EXCERPT:
*** Begin section ***
Court to decide if Kentucky’s attorney general can defend abortion law

Kentucky Attorney General Daniel Cameron delivers a live address to the largely virtual 2020 Republican National Convention from the Mellon Auditorium in Washington Aug. 25, 2020. (CNS photo/Jonathan Ernst, Reuters)

WASHINGTON (CNS) -- The Supreme Court has agreed to take on a case next term from Kentucky's attorney general, who is seeking to defend the state's abortion law that was struck down by a lower court.

The law, passed in 2018 but blocked by the courts, bans an abortion procedure used after the 15th week of pregnancy. Right after the law was signed by the state's then-governor, Republican Matt Bevin, it was challenged and blocked by a federal judge who said the law was unconstitutional because it restricted a woman's constitutional right to have an abortion.

Last year, a three-judge panel of the 6th U.S. Circuit Court of Appeals, based in Ohio, upheld this decision.

The issue before the nation's high court is whether the state's attorney general, Daniel Cameron, a Republican who began his term in 2019, can weigh in on this abortion law. He asked the full 6th Circuit to reexamine the three-judge panel's ruling.

The appeals court rejected his case, saying he was too late with it, so he went to the Supreme Court, which announced March 29 it would consider the case.
*** End section ***
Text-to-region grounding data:
*** Begin section ***
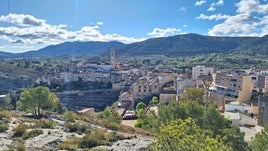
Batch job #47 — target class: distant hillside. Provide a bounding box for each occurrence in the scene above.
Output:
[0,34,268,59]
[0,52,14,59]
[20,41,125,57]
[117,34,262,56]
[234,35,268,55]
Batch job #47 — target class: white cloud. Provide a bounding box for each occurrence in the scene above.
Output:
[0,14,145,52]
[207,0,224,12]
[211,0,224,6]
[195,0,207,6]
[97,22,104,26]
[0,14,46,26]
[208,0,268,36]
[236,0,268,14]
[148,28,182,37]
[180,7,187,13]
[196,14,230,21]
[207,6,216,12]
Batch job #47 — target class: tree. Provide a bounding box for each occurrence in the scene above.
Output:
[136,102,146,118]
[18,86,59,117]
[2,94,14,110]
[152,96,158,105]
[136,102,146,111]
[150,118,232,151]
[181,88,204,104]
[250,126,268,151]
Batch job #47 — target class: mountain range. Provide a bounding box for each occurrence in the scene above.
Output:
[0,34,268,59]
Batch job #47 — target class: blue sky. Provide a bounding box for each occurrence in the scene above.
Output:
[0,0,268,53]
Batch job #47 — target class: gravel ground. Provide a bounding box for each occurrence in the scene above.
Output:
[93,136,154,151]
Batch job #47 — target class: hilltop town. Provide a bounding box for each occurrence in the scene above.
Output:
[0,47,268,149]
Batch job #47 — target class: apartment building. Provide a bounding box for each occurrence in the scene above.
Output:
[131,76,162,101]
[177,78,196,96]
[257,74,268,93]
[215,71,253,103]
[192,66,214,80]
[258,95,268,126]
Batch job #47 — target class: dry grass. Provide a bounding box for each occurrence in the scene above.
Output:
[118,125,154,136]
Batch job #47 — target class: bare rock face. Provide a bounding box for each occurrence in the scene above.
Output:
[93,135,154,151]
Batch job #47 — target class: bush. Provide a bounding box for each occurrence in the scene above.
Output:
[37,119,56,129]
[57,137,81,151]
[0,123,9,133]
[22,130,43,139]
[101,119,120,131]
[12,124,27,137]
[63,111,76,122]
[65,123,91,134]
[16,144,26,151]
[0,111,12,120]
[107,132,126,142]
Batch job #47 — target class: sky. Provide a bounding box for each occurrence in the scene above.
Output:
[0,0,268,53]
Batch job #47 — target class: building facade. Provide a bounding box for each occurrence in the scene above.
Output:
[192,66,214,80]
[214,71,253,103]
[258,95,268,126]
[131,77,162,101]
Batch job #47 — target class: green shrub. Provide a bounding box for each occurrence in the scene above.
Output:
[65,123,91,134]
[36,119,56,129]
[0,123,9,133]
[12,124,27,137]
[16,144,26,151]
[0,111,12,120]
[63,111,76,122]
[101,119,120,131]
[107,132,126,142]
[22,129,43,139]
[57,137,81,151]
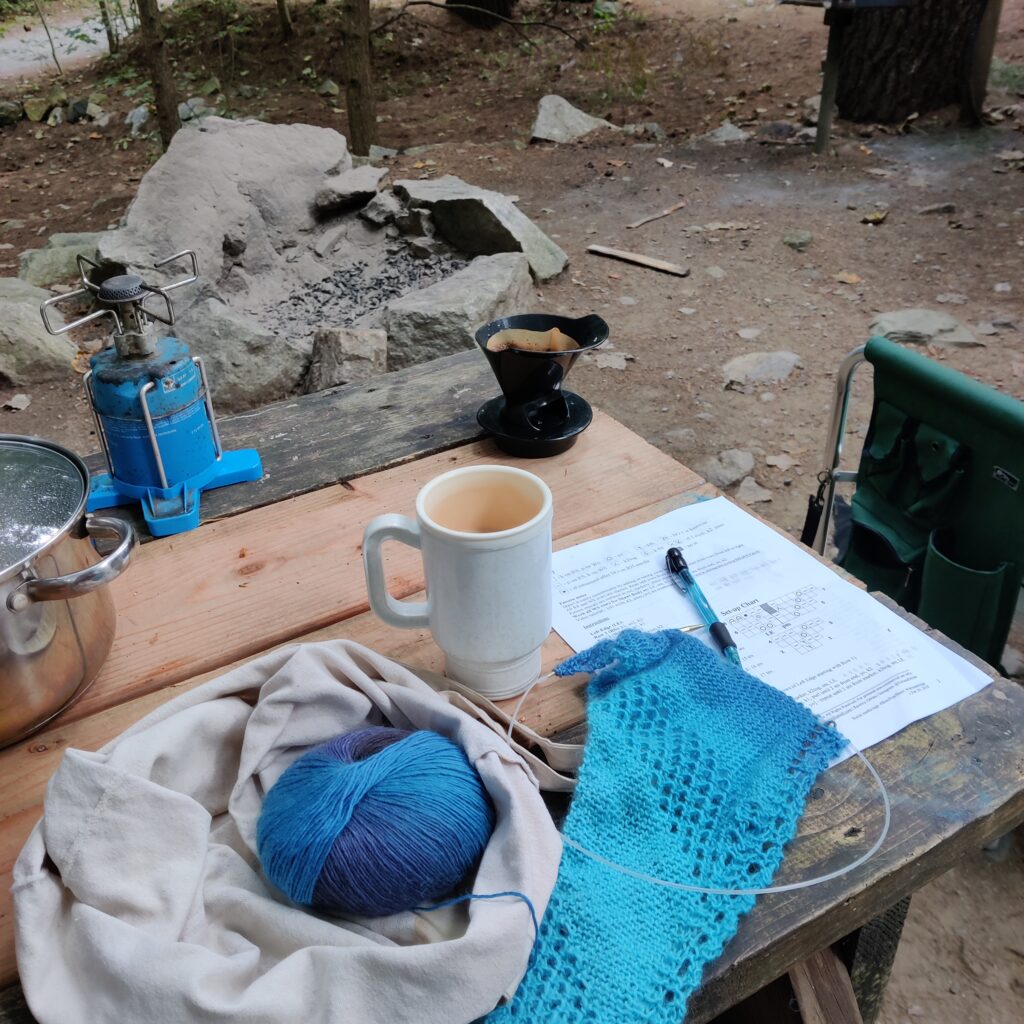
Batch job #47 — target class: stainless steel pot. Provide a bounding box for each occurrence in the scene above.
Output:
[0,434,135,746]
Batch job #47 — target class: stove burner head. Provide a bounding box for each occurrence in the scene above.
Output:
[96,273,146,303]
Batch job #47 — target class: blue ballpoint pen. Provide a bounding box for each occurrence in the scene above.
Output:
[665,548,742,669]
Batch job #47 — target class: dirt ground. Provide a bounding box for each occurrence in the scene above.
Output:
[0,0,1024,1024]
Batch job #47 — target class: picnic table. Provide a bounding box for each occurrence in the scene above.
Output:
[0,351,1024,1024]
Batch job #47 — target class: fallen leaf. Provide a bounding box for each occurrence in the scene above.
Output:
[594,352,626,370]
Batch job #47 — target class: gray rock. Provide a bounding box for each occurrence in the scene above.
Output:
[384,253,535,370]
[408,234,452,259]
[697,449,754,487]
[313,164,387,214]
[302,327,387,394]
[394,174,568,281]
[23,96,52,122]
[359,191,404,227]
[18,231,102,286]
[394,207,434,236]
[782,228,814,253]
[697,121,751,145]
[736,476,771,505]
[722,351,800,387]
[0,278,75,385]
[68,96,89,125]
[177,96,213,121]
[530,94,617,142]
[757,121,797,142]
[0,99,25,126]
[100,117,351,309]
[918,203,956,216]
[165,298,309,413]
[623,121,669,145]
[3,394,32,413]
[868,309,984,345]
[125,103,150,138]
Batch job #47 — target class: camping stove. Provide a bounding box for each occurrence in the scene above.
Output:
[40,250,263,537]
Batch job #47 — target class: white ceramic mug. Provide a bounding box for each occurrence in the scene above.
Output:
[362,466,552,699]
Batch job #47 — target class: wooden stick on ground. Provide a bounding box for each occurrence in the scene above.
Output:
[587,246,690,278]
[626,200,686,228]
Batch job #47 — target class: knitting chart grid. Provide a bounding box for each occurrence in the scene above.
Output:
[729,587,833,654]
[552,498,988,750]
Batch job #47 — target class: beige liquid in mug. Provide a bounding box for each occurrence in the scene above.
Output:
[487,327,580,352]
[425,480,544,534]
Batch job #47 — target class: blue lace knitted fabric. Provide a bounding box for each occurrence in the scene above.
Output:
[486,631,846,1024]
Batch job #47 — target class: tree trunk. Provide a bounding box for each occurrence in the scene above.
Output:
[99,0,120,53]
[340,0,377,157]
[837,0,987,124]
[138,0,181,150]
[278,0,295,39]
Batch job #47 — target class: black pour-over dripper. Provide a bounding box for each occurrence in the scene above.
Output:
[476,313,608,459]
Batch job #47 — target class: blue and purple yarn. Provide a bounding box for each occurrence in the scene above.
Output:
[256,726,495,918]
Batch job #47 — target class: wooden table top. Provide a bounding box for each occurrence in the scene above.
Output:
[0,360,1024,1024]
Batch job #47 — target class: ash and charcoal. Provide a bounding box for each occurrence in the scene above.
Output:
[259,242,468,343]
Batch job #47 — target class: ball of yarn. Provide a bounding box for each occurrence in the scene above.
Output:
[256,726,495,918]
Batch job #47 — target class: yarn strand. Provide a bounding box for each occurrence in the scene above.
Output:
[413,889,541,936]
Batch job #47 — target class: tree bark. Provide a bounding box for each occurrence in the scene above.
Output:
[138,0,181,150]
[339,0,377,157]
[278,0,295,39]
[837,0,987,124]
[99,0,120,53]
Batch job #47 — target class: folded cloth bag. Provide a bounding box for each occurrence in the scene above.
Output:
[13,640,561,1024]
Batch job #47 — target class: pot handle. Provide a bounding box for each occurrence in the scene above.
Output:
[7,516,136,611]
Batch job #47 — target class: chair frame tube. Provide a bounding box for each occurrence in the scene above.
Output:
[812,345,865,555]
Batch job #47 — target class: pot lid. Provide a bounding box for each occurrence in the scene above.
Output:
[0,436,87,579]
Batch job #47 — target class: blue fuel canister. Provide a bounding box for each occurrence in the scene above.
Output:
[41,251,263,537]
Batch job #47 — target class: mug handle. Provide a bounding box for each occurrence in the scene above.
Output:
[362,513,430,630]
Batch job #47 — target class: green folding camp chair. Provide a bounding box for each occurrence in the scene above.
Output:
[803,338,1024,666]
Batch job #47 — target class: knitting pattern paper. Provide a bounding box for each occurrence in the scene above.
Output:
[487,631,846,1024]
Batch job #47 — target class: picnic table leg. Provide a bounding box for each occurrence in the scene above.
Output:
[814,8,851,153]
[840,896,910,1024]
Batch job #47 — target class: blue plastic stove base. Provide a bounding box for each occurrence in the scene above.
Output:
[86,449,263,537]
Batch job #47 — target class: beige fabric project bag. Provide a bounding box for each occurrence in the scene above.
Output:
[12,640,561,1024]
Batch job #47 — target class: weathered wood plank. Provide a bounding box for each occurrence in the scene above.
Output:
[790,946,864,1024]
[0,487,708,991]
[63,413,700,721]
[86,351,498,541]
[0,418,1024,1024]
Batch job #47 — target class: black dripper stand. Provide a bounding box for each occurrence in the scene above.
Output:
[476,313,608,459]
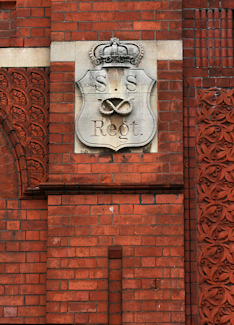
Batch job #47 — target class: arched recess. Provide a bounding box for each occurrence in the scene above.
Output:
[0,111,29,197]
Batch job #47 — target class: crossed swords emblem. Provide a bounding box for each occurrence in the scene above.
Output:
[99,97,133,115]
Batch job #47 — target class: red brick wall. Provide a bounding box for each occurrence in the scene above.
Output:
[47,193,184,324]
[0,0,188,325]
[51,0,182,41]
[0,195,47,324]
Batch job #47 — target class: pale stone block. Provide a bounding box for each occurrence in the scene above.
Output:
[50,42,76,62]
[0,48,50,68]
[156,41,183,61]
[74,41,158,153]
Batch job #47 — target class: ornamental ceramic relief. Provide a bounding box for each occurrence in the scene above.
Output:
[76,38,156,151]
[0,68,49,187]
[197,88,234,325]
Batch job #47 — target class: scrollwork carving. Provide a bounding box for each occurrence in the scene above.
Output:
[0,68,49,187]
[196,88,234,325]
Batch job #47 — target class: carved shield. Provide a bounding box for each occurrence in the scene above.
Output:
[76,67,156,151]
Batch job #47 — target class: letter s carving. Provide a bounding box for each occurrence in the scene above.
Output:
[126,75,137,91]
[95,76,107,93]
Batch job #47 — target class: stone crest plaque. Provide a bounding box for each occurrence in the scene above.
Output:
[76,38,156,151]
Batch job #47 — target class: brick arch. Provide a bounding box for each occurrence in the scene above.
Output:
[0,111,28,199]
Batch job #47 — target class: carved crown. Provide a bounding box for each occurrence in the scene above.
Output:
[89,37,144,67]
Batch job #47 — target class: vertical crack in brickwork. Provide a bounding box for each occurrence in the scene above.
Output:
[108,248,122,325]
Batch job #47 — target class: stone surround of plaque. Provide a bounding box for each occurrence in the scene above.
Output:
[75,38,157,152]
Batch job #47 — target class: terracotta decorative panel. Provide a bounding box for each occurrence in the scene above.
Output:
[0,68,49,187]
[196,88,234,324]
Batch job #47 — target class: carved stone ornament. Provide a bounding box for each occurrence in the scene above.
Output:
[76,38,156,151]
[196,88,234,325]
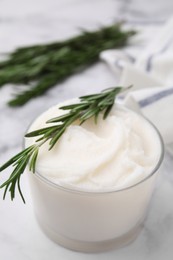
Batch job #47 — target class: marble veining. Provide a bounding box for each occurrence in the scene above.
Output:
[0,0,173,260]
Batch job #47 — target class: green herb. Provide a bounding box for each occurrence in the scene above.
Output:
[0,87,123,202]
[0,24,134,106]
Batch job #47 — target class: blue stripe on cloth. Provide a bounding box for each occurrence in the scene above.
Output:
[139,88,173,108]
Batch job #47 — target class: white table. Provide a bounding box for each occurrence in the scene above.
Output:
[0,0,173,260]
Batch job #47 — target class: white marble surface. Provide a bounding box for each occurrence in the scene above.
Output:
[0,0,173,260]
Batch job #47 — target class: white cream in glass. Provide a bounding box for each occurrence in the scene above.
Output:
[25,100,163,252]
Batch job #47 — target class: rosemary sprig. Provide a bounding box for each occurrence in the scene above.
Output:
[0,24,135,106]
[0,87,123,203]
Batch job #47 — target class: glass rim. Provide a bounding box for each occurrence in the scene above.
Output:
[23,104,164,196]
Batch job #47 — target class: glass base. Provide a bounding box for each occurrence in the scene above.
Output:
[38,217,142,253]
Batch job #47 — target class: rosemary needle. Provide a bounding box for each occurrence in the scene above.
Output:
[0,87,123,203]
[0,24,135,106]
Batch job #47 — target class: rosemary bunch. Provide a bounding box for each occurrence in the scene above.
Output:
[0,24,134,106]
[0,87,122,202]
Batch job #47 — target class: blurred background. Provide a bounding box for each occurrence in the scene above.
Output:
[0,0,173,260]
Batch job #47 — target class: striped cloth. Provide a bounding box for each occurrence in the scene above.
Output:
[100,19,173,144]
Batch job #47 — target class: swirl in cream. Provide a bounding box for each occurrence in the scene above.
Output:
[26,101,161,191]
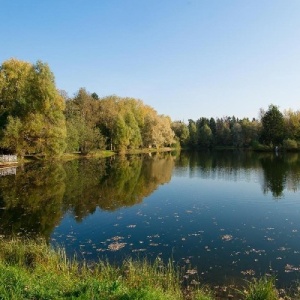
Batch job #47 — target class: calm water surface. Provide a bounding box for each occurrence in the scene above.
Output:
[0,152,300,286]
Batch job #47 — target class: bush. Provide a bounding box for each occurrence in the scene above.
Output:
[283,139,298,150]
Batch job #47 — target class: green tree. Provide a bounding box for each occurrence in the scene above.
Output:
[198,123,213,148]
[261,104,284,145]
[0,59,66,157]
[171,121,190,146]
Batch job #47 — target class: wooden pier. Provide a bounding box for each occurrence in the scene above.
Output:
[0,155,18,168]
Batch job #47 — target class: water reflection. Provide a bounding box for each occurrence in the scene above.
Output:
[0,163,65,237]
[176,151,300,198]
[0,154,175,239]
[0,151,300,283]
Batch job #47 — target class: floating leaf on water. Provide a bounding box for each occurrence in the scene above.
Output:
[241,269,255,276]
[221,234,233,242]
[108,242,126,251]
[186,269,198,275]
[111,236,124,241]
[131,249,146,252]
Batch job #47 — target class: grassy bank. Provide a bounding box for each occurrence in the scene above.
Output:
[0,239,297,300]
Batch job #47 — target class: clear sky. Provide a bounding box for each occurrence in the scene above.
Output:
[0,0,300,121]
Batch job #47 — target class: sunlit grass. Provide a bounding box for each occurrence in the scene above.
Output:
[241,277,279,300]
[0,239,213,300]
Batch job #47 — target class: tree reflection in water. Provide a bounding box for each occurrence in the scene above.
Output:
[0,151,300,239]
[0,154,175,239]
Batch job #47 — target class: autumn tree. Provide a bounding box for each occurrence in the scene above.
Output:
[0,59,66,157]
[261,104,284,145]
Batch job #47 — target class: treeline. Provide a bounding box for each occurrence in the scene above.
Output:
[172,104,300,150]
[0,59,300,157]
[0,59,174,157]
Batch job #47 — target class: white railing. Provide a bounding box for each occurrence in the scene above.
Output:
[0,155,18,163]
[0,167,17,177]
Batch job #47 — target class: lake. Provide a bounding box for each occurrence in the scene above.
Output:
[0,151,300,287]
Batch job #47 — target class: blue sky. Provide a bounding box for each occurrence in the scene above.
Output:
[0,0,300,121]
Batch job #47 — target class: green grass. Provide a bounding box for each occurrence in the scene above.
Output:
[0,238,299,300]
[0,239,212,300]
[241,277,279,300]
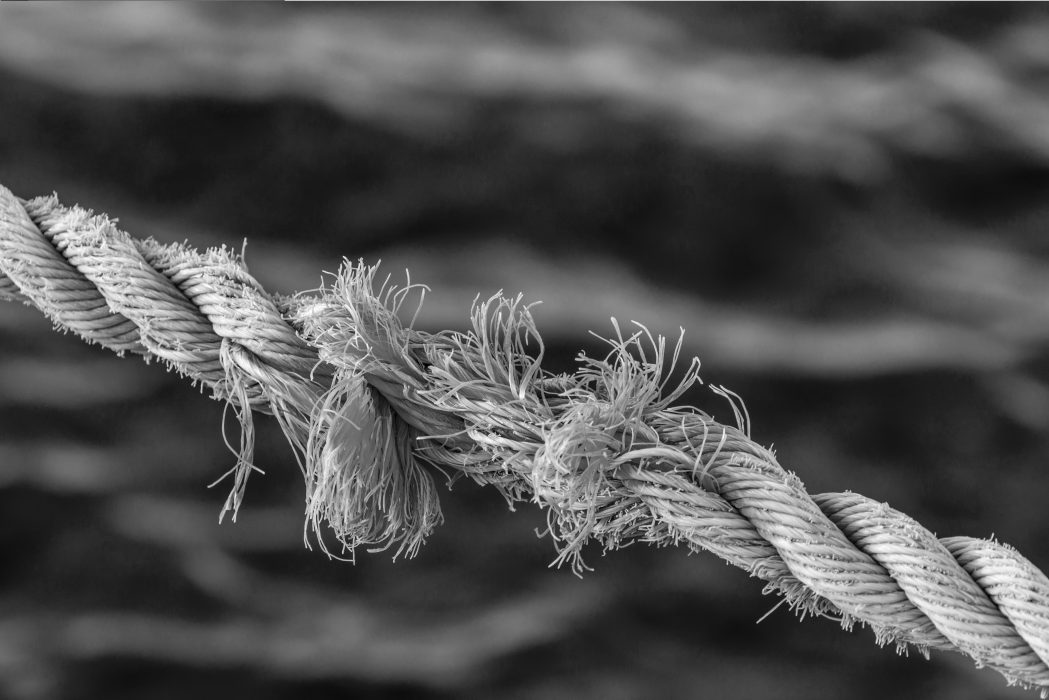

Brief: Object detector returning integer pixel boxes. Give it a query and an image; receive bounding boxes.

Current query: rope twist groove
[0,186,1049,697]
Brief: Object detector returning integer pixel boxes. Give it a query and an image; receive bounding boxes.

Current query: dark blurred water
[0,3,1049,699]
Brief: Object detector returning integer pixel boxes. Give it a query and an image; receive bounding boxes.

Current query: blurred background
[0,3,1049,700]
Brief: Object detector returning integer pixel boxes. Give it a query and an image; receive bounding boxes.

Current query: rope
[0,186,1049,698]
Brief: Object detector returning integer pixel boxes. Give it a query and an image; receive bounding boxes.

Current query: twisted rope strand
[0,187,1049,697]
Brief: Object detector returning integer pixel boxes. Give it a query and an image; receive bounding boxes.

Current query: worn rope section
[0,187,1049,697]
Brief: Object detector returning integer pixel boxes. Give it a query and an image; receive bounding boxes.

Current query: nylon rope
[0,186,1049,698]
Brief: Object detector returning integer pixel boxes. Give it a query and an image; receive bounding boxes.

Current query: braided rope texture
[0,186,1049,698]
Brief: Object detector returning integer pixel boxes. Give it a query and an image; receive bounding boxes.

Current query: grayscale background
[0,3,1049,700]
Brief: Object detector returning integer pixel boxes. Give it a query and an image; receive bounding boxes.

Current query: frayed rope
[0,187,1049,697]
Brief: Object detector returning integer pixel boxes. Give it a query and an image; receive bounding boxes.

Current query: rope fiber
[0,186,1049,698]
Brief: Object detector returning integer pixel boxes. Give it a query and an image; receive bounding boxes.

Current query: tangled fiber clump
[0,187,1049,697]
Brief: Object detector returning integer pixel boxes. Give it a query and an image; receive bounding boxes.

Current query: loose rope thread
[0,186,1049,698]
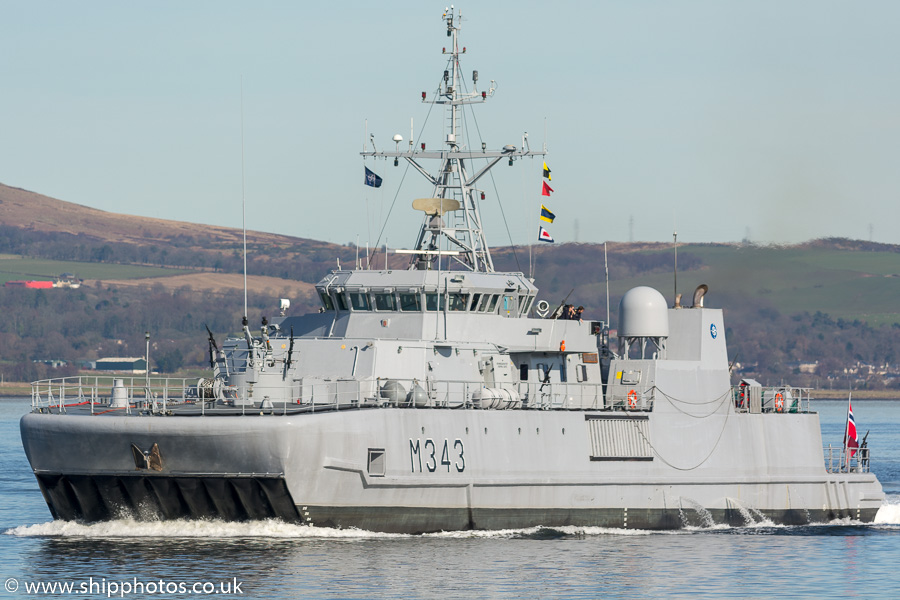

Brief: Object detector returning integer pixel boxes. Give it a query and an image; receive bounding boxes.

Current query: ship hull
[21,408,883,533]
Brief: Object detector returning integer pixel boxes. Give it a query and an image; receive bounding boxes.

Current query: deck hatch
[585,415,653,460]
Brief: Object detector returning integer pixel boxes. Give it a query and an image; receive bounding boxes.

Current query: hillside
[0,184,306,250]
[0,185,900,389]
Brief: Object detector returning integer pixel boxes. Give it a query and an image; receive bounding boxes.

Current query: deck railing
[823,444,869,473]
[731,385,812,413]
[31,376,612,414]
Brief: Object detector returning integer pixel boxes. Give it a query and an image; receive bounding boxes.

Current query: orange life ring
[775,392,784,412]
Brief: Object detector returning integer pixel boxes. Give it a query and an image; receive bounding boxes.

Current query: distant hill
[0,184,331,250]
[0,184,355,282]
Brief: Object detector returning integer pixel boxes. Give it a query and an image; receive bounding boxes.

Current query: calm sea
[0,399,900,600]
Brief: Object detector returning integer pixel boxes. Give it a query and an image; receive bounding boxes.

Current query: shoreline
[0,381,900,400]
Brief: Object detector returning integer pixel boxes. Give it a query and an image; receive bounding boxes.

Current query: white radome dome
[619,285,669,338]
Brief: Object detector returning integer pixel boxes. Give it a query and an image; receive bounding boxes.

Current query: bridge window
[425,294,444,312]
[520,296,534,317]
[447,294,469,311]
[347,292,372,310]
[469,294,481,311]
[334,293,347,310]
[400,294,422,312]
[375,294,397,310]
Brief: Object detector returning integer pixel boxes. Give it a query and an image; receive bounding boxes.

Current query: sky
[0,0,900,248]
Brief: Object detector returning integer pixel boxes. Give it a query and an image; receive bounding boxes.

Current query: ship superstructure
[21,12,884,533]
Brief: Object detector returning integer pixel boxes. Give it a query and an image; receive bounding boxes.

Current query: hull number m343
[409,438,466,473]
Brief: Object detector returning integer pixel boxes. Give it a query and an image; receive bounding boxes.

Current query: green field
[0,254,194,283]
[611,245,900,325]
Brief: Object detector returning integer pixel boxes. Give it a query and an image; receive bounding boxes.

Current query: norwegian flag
*** End section ***
WHAT YOU ARE ASKED TO DO: Reproduce the stretch of the article on the Kentucky abortion law case from "The issue before" through "consider the case.".

TASK ANSWER:
The issue before the nation's high court is whether the state's attorney general, Daniel Cameron, a Republican who began his term in 2019, can weigh in on this abortion law. He asked the full 6th Circuit to reexamine the three-judge panel's ruling.

The appeals court rejected his case, saying he was too late with it, so he went to the Supreme Court, which announced March 29 it would consider the case.